_REQUIRED ACTIONS_:
A: Translate this sentence from the article on Ted Kennedy into Spanish: "Warrantless military surveillance and torture – these are not lightweight issues."
B: Answer these questions from the article on Ted Kennedy:
(i) Whose Supreme Court confirmation hearings was Kennedy speaking at?
(ii) What amendment barring torture did the president announce he had accepted?
(iii) In what area does the author say Kennedy's voting record especially stinks?
C: Please continue the article on Ted Kennedy from the point where it stops.
--- Begin TEXT ---
Agreeing
With Ted Kennedy
by
Anthony Gregory
by Anthony Gregory
For some time,
I considered Ted Kennedy the embodiment of all that is wrong with
American politics. I viewed the senator as a gun-grabber, a dynastic
establishment Democrat, a socialist that sought to collectivize
the economy and trample individual liberty.
I still believe
that Kennedy is all these things. I would not vote for him myself,
nor endorse his incumbent candidacy in an election. His voting record
still stinks, especially on spending.
It is thus
a mark of scary times that I found myself in such agreement with
so many words, concerning such important issues, that came from
Kennedy’s mouth on the
second day of the confirmation hearings for Supreme Court nominee
Samuel Alito.
For a good
couple minutes, the Bay Stater really shined. Even this anarcho-libertarian
had almost nothing to quibble with for that whole time. It was astonishing.
"Judge,
in just the past month, Americans have learned that the president
instructed the National Security Agency to spy on them at home,”
Kennedy said. “And they've seen an intense public debate over when
the FBI can look at their library records. And they've heard the
president announce that he has accepted the McCain amendment barring
torture. But then just days later, as he signed it into law, the
president's decided he still could order torture whenever he believed
it was necessary: no check, no balance, no independent oversight.”
Warrantless
military surveillance and torture – these are not lightweight issues.
Nor is the notion that the president apparently considers himself
above all Constitutional and statutory limits on his power.
I am not so
naïve as to think that there is no partisan element to this line
of questioning. But I am frankly glad that a senator is talking
about them, even if it is a bit unfortunate that it is Kennedy who
is doing the talking.
“So, Judge,
we all want to protect our communities from terrorists,” Kennedy
continued. “But we don't want our children and grandchildren to
live in an America that accepts torture and eavesdropping on American
citizens as a way of life. We need an independent and vigilant Supreme
Court to keep that from happening, to enforce the constitutional
boundaries on presidential power and blow the whistle when the president
goes too far.”
Wow! Can the
president ever go too far? In today’s conservative lingo,
it is “judicial activism” when the courts do anything the right
doesn’t like – even when it is presidential activism that they are
challenging.
Kennedy continued,
“Congress passes laws, but this president says that he has the sole
power to decide whether or not he has to obey those laws. Is that
proper? I don't think so. But we need justices who can examine this
issue objectively, independently and fairly. And that's what our
founders intended and what the American people deserve. So, Judge,
we must know whether you can be a justice who understands how to
strike that proper balance between protecting our liberties and
protecting our security, a justice who will check even the president
of United States when he has gone too far.”
--- End TEXT ---
--- Begin ENTRIES ---
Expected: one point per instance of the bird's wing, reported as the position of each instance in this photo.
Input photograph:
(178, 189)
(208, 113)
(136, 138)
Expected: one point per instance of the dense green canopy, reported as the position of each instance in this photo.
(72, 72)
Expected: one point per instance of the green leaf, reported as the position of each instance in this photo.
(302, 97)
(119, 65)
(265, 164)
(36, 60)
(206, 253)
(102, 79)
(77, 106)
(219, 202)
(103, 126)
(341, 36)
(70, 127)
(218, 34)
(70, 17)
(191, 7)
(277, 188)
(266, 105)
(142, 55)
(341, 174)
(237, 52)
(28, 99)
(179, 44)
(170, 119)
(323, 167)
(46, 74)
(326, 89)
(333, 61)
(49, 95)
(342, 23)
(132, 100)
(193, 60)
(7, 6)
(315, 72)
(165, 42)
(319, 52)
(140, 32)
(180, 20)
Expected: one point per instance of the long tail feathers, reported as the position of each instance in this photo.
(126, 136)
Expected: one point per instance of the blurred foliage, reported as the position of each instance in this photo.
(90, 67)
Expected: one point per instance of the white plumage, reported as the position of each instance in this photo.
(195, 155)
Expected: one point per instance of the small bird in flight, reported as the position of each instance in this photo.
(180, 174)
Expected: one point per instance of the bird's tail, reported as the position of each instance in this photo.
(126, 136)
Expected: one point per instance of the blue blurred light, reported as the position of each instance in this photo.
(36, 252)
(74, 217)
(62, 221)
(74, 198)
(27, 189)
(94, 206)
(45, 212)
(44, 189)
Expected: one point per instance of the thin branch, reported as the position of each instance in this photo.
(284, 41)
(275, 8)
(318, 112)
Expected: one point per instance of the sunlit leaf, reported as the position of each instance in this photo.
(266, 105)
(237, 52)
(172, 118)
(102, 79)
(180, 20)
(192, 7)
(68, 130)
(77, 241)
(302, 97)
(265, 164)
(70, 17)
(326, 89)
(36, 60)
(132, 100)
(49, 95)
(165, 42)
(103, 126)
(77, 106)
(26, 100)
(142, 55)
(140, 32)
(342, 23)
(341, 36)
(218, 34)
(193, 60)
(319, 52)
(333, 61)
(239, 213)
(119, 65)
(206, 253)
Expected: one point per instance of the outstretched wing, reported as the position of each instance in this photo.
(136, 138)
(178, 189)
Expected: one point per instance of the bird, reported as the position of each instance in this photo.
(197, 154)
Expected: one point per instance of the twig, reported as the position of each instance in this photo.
--- End ENTRIES ---
_RESPONSES PER TASK_:
A: La vigilancia militar sin orden judicial y la tortura: estas no son cuestiones de poca importancia.

B:
(i) Samuel Alito's
(ii) The McCain amendment
(iii) Spending

C:
I might take
issue with the idea that there can be a “balance” between liberty
and security. Freedom and security from the government are one and
the same. I get the impression that most people, when they discuss
such a “balance,” are referring to the false sense of security for
which Ben Franklin warned us not to trade our liberty, lest we deserve
neither.
But here was
what had me rubbing my eyes in disbelief:
“Chief Justice
Marshall was that kind of justice when he told president Jefferson
that he had exceed his war-making powers under the Constitution.”
Yikes! Kennedy
thinks Thomas Jefferson was stretching the bounds of the Constitution.
Obviously, the Senator himself doesn’t think much of the Second
and Tenth Amendments, among others, but it is nevertheless refreshing
to hear the third president taken down from his pedestal and put
in his place.
It gets better:
“Justice
Jackson was that kind of president (sic) when he told President
Truman that he could not use the Korean War as an excuse to take
over the nation's steel mills.”
Holy smokes!
Did Kennedy just side with prudence against Democratic President
Truman’s power to seize the nation’s steel industry during war?
How many conservatives would be so astute to bring up Truman’s unconstitutional
wartime despotism? How many even know about that incident? How many
would care?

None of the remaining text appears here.